### Textausschnitt
'''

Demokratie braucht Partei
Einmal mehr steht die Bedeutung von Parteien für unsere Demokratie im Brennpunkt des öffentlichen Interesses. Welche Rolle spielen die Parteien und welche Rolle sollten sie spielen? Wie leistungsfähig sind die Parteien für unsere Demokratie? Wer schon etwas länger „im Geschäft" ist, weiß, dass alle diese Fragen nicht neu sind. Aber das ist kein Nachteil. Denn die Parteien müssen sich - wie alle anderen Institutionen auch - immer wieder ihrer Grundlagen und ihrer Aufgaben vergewissern. Ich finde es deshalb richtig, dass die Funktion der Parteien einmal mehr kritisch diskutiert wird. Es hilft uns, auf der Höhe der Zeit zu bleiben.

'''

Gesammelte Dateneinträge

'''

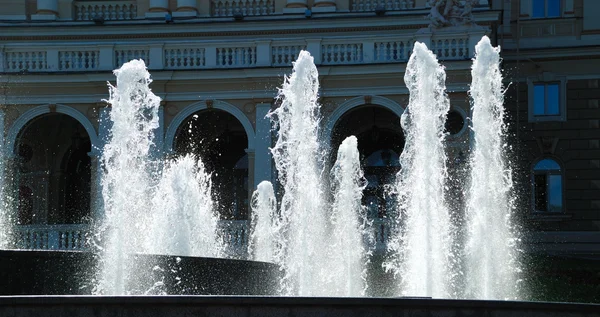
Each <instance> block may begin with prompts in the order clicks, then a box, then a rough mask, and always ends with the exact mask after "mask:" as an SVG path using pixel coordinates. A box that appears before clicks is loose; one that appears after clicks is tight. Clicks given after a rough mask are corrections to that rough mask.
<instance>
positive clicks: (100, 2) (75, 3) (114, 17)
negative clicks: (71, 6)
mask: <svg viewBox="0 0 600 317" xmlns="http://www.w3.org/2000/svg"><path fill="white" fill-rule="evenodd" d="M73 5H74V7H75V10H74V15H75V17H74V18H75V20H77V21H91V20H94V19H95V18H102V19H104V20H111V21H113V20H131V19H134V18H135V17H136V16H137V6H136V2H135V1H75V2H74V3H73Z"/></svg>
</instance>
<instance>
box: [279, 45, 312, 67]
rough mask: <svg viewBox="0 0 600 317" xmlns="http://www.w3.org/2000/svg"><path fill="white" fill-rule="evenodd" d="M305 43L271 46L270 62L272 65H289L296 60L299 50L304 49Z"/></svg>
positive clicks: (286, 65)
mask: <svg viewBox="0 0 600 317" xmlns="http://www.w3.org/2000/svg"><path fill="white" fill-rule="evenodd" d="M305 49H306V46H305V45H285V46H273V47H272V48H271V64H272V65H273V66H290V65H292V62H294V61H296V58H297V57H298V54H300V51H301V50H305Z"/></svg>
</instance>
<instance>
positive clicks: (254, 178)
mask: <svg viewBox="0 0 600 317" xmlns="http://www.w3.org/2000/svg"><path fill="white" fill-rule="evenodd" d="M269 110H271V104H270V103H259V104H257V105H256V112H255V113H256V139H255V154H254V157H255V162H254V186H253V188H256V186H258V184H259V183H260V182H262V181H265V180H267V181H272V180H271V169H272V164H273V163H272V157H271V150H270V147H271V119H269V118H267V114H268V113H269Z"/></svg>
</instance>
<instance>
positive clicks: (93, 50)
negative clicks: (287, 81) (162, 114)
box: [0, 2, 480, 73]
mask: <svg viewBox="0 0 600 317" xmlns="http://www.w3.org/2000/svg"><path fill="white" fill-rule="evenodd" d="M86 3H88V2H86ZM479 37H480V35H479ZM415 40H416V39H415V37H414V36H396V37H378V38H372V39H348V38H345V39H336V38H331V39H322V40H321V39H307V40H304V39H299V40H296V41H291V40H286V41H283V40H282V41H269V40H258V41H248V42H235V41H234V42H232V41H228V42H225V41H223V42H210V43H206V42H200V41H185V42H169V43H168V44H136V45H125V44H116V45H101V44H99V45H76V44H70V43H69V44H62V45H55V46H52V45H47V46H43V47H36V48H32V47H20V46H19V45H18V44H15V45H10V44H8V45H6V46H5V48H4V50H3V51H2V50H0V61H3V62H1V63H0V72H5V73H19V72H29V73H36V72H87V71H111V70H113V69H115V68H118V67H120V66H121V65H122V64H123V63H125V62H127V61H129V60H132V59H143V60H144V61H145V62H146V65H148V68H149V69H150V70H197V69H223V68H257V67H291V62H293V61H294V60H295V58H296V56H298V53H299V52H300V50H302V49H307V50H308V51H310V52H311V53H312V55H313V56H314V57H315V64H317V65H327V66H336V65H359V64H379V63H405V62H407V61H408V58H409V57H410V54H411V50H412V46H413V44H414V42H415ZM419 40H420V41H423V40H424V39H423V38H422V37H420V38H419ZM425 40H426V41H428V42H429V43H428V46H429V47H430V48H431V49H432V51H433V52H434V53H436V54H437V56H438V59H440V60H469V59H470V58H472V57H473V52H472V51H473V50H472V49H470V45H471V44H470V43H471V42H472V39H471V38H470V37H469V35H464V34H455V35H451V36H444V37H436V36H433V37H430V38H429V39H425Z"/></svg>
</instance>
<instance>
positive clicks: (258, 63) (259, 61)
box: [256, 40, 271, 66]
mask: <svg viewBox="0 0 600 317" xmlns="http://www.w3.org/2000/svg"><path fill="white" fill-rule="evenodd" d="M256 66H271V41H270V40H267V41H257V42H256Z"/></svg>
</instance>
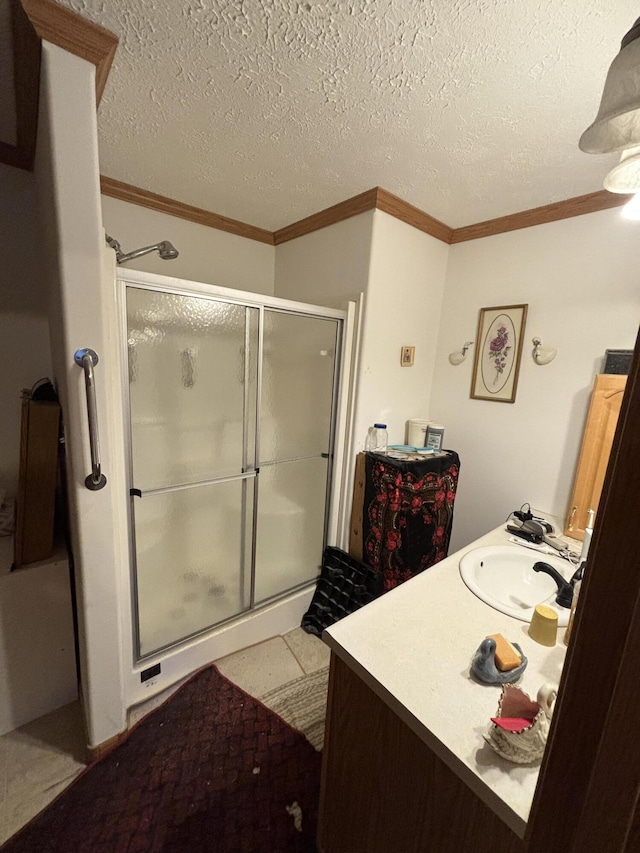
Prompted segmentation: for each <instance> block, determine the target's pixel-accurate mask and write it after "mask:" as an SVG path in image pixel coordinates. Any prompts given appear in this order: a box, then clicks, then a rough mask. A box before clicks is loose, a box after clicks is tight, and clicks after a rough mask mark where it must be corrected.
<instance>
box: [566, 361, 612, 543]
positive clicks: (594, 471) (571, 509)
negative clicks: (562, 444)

'''

### Deine Aufgaben
**1)** Beantworte diese Fragen zum Text über die Rolle der Parteien:
(a) Wessen müssen sich die Parteien wie alle anderen Institutionen immer wieder vergewissern?
(b) Ist es laut Text ein Nachteil, dass die Fragen nach der Rolle der Parteien nicht neu sind?
(c) Wobei hilft die kritische Diskussion über die Funktion der Parteien?
**2)** Wie könnte der Text über die Rolle der Parteien weitergehen? Schreib ihn im Anschluss an seinen letzten Satz fort.

### Lösungen
**1)**
(a) Ihrer Grundlagen und ihrer Aufgaben.
(b) Nein, das ist laut Text kein Nachteil.
(c) Sie hilft, auf der Höhe der Zeit zu bleiben.

**2)**
Mir ist aber wichtig, dass nicht in einen Topf geworfen wird, was nicht zusammengehört. Es macht keinen Sinn, den CDU-Spendenskandal, die Politik- und Parteienverdrossenheit, den Filz und den Modernisierungsbedarf von Parteien in einem Atemzug zu nennen und zu diskutieren. Der CDU-Spendenskandal beruht auf einem gefährlichen Staatsverständnis, das im Gesetzes- und Verfassungsbruch gipfelt. Ein kleiner Führungskreis der CDU handelte nach der Maxime: „Wir sind der Staat." Parteien sind aber immer nur ein Teil des Ganzen - wie schon der Name sagt. Wer das vergißt, verstößt gegen das Bauprinzip der Demokratie. Der demokratische Wechsel ist für unsere Demokratie lebensnotwendig.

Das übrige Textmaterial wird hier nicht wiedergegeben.